== DOCUMENT TEXT ==

3

I am attempting to install clickhouse-cityhash with pip on OSX 10.14.5 but it fails with the following (abridged) output:

src/city.cc:396:5: error: use of undeclared identifier '_mm_crc32_u64'
    CHUNK(1, 1); CHUNK(k0, 0);
    ^
...
fatal error: too many errors emitted, stopping now [-ferror-limit=]
  20 errors generated.
  error: command 'cc' failed with exit status 1

I've also tried compiling via CC=gcc and CC=g++ to no avail.

The command that is run on failure is:

cc -fno-strict-aliasing -fno-common \
   -dynamic -g -Os -pipe -fno-common \
   -fno-strict-aliasing -fwrapv -DENABLE_DTRACE \
   -DMACOSX -DNDEBUG -Wall -Wstrict-prototypes \
   -Wshorten-64-to-32 -DNDEBUG -g -fwrapv -Os -Wall \
   -Wstrict-prototypes -DENABLE_DTRACE -arch i386 \
   -arch x86_64 -pipe -Iinclude \
   -I/System/Library/Frameworks/Python.framework/Versions/2.7/include/python2.7 \
   -c src/city.cc -o build/temp.macosx-10.14-intel-2.7/src/city.o \
   -O3 -msse4.2 -Wno-unused-value -Wno-unused-function

In my attempt to understand the problem, I looked at the source code and I can see four calls to _mm_crc32_u64 that comprise part of the CHUNK preprocessor directive mentioned in the error log:

f = _mm_crc32_u64(f, a);                                    \
g = _mm_crc32_u64(g, b);                                    \
h = _mm_crc32_u64(h, c);                                    \
i = _mm_crc32_u64(i, d);                                    \
j = _mm_crc32_u64(j, e);                                    \

I found a reference to _mm_crc32_u64 in the Intel Intrinsics Guide so my understanding is that it's an Intel Intrinsic Instruction as a C function that's part of the SSE4.2 instruction set.

I figured that my machine does not include the SSE4.2 instruction set, but when I run the following command:

sysctl -a | grep cpu.features

SSE4.2 is included in the list:

machdep.cpu.features: FPU VME DE PSE TSC MSR PAE MCE CX8 APIC SEP MTRR PGE MCA CMOV PAT PSE36 CLFSH DS ACPI MMX FXSR SSE SSE2 SS HTT TM PBE SSE3 PCLMULQDQ DTES64 MON DSCPL VMX SMX EST TM2 SSSE3 FMA CX16 TPR PDCM SSE4.1 SSE4.2 x2APIC MOVBE POPCNT AES PCID XSAVE OSXSAVE SEGLIM64 TSCTMR AVX1.0 RDRAND F16C

Therefore, should I expect _mm_crc32_u64 to be available, and if so, what is the likely reason for this error?

If not, is there anything I can do to make these instructions available?

===
== GIVEN DATA ==

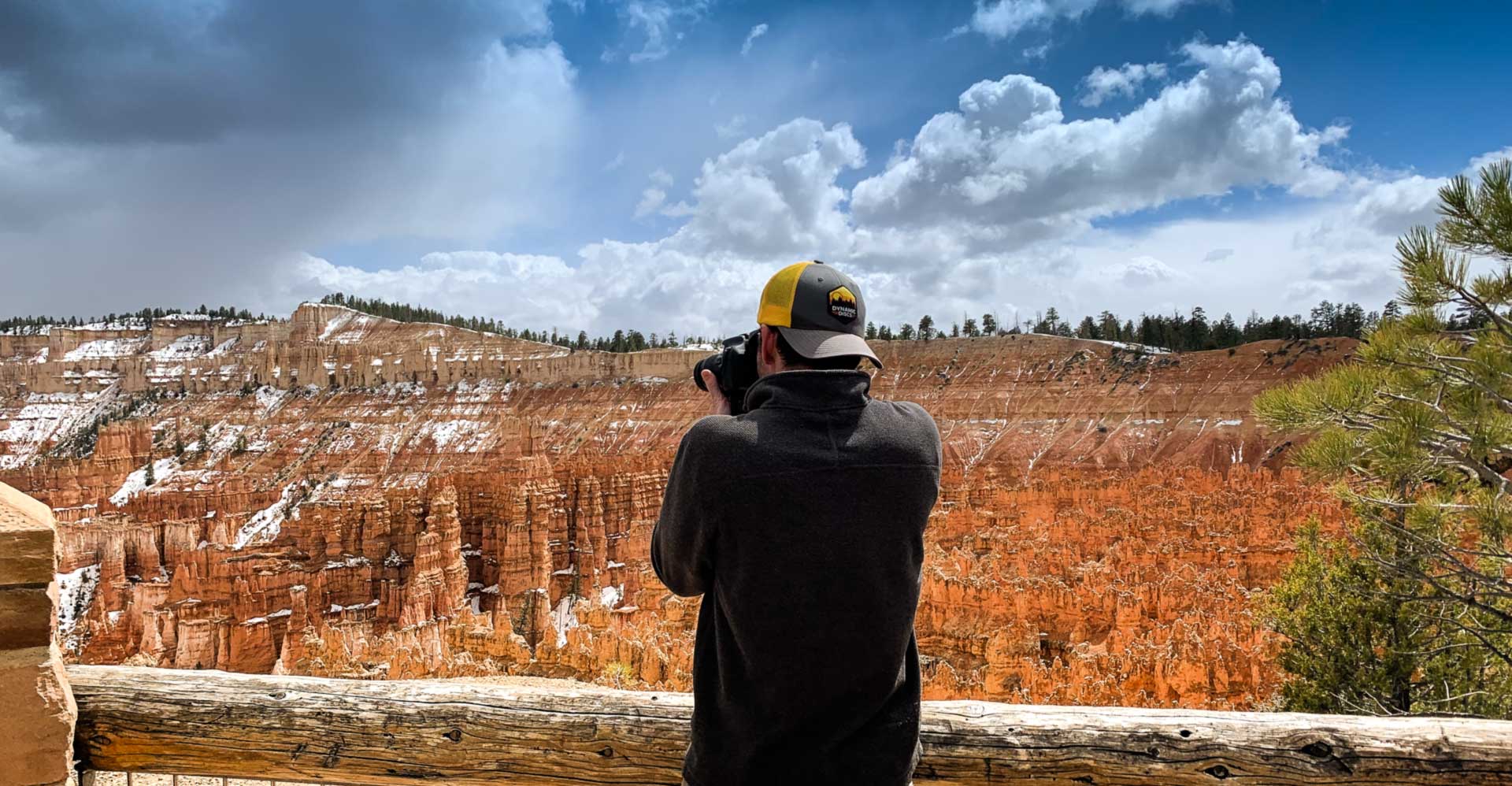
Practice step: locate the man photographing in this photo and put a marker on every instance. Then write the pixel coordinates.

===

GIVEN PROBLEM> Render this sentence from the forum post in Spanish: "I've also tried compiling via CC=gcc and CC=g++ to no avail." Use only the forum post as your source.

EXERCISE SOLUTION> También he intentado compilar con CC=gcc y CC=g++, sin éxito.